TAREFA 1 => Indique se cada afirmação concorda com o trecho sobre o pós-modernismo apresentado abaixo, respondendo sim ou não e citando as palavras do trecho que decidem a questão: (a) o ensaio de Leo foi apresentado como conferência em Berlim em 1988; (b) segundo a citação, Schönberg abandona as formas sonata e variação; (c) o autor não teve dúvidas sobre o termo pós-modernismo desde que o ouviu pela primeira vez.

TRECHO DA PÁGINA =>
□ □ □

O que nos traz a Canción de gesta? Um canto de libertação, uma imagem de resistência, uma poética de lucidez e um espírito em ação. E por acaso não estou comentando sobre algo que faz algum tempo chamam pós-modernismo? A respeito deste termo, desde que o ouvi pela primeira vez tive minhas dúvidas. A ambigüidade do prefixo "pós" tem também aspectos que me divertem, mas por outro lado tem muitas razões de peso, que em alguma medida, explicam por que se converteu em um termo tão comum e aplicável, a um nível macro e "global". São muito cômodas estas três letras. Quase dizem de onde você parte, mas não para onde vai ou até onde chegou. São ambíguas, mas a nós humanos nos fascinam tanta confusão e paradoxo lingüístico. Como podemos estar mais além da era moderna na qual vivemos? Esquecemos o tempo presente como os "futuristas" e situamos a existência em um contínuo estado de amanhã? Ou é como disse Octavio Paz, que é uma crítica do modernismo presente dentro da própria modernidade? No que diz respeito à pós-modernidade musical o próprio Leo escreveu um artigo que apresentou como conferência na Akademie der Kunste de Berlim em 1988. Intitulou seu ensaio Música, folklore, contemporaneidad y postmodernismo e teve também a sorte e o privilégio de falar em um dia, e no dia seguinte falar Umberto Eco. Desse escrito cito algumas partes que considero realmente esclarecedoras.
"A diferença entre o nascente pós-modernismo da década atual e aquele do pós-guerra é radicalmente oposta. Agora começa uma mudança de valores (entendam-se valores estéticos e conceitos de linguagem artística enquanto comunicação). No pós-guerra houve uma mudança de atitudes; mudança de sistema, mas não de estrutura; mudança de conteúdos, mas não de formas. Schönberg muda o sistema tonal pelo dodecafônico, mas não abandona as formas sonata ou variação, das quais é continuador ou herdeiro. Cada vanguarda não faz outra coisa além de intensificar a mudança para criar uma nova atualidade; atualidade esta formada por tradições, mas com um deslocamento ou ordem nova. Como disse em outra ocasião, cada etapa nova nega imediatamente a anterior quando aquela alcança seu mais alto grau de saturação, quando ultrapassa os limites do seu próprio desenvolvimento. Por isso, o atual "pós-modernismo" buscará apoio em tradições anteriores, mas transcendendo-as, não as imitando".

□ □ □

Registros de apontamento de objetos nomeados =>
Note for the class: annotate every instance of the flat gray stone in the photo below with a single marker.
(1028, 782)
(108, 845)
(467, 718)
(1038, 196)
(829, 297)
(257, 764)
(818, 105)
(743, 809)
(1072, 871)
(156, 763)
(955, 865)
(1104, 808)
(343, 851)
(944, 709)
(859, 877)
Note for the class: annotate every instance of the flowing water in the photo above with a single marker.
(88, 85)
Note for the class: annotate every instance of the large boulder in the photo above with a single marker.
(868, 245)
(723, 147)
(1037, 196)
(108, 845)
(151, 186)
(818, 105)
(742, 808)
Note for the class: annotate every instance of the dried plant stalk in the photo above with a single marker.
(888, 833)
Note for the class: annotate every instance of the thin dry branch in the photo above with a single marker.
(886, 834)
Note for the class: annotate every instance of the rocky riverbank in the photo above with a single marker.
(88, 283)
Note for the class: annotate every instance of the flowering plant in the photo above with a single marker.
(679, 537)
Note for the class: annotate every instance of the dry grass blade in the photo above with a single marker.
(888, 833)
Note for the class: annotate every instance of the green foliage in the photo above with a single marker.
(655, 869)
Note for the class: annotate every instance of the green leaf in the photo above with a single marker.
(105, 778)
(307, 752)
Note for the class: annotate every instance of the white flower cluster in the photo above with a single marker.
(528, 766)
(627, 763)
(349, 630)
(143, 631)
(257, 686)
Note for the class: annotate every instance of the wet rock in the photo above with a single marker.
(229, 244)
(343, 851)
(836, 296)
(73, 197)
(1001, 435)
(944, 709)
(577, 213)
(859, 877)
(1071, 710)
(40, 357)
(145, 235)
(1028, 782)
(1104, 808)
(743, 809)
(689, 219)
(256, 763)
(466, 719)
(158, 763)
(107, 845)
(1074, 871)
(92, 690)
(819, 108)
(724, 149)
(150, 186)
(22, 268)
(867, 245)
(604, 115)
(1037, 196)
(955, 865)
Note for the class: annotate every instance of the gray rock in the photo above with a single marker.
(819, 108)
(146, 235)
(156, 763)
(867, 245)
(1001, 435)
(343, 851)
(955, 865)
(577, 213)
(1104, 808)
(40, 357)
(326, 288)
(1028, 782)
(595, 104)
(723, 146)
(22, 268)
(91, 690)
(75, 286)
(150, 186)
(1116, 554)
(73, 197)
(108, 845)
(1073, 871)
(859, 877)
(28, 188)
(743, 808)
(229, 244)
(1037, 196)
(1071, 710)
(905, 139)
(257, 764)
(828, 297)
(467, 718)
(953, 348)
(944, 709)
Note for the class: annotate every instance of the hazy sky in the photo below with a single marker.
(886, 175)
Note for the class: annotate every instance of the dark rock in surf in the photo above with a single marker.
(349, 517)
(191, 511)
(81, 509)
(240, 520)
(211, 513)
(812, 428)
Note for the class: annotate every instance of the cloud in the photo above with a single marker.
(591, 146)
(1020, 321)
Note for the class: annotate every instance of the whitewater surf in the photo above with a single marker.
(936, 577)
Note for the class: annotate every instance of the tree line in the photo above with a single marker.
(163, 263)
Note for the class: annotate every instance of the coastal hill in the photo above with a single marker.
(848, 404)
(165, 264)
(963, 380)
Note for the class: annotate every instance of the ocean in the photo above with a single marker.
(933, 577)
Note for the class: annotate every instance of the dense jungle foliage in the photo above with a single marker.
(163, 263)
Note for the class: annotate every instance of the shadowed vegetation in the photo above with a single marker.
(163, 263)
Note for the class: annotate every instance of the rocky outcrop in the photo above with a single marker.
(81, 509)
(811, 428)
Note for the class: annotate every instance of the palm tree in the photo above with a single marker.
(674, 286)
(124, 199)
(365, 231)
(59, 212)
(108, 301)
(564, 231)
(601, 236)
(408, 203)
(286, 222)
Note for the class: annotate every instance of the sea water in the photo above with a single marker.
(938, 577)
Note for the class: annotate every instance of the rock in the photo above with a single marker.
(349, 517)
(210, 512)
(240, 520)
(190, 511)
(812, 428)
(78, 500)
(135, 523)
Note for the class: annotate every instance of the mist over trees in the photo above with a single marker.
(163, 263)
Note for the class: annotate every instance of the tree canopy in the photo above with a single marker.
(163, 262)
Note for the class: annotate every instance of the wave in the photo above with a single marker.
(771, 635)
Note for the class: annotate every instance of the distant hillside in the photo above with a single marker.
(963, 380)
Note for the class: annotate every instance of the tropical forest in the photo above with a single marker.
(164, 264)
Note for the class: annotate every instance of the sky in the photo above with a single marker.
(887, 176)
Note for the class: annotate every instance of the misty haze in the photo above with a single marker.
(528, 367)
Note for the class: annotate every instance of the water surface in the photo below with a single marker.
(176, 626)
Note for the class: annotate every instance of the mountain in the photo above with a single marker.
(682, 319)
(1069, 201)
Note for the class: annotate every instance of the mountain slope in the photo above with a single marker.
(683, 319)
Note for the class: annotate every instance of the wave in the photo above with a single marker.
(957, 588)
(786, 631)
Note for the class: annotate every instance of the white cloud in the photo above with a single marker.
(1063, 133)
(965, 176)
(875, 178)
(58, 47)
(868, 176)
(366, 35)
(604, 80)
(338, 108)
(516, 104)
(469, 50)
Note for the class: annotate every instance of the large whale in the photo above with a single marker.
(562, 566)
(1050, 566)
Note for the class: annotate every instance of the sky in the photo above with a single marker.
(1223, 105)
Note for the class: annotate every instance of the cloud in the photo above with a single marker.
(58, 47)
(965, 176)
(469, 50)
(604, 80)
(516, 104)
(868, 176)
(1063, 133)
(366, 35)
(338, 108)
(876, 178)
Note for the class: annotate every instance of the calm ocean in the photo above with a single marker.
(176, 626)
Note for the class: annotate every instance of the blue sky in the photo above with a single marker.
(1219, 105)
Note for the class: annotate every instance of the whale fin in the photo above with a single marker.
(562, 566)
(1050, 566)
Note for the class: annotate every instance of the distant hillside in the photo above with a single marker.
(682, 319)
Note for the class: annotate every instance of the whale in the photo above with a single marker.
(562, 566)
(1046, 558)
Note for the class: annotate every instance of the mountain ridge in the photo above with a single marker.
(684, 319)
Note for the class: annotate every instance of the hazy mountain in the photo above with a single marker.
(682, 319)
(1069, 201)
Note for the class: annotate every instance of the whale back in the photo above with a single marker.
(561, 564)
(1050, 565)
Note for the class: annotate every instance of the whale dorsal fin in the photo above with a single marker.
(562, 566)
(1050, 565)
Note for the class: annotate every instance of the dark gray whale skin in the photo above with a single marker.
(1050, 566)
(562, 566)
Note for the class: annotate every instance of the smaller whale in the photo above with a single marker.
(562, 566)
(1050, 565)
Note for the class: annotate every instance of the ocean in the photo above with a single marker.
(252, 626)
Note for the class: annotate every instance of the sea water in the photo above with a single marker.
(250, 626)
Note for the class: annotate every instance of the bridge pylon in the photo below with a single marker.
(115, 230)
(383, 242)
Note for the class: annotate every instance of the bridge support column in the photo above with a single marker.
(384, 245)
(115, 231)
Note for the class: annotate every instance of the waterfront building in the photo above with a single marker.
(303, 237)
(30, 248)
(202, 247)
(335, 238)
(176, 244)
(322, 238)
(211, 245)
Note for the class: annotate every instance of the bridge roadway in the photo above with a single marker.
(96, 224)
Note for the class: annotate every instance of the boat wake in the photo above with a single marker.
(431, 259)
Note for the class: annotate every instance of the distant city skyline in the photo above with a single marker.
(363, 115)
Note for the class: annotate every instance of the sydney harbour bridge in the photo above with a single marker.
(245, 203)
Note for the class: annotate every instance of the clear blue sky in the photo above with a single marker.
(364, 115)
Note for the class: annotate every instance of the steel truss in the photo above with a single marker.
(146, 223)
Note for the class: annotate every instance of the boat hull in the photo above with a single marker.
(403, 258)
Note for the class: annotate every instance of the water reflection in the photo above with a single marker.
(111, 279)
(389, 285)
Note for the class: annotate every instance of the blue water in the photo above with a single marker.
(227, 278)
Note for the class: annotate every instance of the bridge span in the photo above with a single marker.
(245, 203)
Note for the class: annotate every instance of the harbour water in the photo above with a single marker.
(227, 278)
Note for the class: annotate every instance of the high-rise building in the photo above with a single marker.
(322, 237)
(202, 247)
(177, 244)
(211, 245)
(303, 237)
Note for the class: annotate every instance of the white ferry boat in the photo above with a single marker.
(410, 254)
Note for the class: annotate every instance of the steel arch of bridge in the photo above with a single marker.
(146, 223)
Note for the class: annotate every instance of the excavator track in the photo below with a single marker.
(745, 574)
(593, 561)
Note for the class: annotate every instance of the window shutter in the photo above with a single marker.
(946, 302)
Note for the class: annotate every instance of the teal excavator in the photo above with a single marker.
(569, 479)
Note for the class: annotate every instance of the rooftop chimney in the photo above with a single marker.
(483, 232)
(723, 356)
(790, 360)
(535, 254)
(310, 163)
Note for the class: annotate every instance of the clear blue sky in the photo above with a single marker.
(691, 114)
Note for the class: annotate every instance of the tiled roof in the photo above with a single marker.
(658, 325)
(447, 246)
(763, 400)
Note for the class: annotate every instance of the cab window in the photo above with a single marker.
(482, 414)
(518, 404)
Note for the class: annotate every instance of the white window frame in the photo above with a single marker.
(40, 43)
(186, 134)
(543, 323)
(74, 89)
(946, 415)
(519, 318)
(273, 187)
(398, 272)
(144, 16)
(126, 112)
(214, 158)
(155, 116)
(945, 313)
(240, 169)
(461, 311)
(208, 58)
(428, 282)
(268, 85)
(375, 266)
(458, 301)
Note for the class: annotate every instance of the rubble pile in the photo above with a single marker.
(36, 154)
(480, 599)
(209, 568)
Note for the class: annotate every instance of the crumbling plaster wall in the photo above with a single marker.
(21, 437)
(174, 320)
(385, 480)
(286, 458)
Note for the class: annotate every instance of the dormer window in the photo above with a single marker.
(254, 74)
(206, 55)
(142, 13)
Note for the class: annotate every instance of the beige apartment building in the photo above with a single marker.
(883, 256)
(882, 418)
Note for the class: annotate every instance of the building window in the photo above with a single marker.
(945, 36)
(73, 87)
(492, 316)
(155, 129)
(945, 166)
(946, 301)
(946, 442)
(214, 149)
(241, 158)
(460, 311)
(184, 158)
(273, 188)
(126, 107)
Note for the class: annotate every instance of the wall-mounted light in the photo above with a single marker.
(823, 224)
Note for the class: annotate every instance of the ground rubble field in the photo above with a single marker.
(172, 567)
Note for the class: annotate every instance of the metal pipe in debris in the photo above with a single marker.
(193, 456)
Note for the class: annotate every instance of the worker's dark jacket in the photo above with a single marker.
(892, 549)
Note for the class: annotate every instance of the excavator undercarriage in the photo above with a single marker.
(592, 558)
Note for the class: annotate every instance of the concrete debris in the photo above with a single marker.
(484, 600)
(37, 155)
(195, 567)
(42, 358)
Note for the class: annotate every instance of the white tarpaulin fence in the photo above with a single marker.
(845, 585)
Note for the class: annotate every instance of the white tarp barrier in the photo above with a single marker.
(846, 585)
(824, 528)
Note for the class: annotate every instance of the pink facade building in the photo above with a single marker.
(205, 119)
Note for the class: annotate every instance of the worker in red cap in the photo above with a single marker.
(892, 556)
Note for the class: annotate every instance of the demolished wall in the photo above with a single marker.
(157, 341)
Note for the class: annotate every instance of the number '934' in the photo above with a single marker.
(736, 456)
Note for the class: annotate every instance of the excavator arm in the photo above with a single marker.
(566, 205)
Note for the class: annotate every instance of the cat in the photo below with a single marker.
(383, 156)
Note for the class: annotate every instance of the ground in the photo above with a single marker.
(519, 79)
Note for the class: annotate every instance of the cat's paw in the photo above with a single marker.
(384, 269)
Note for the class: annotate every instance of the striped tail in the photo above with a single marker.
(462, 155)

□ □ □

TAREFA 2 => Conte as linhas da listagem acima que contêm a palavra "plant", diferenciando maiúsculas de minúsculas, e responda só com o número.

SOLUÇÃO 1 =>
(a) Sim: "apresentou como conferência na Akademie der Kunste de Berlim em 1988".
(b) Não: "mas não abandona as formas sonata ou variação".
(c) Não: "desde que o ouvi pela primeira vez tive minhas dúvidas".

SOLUÇÃO 2 => 2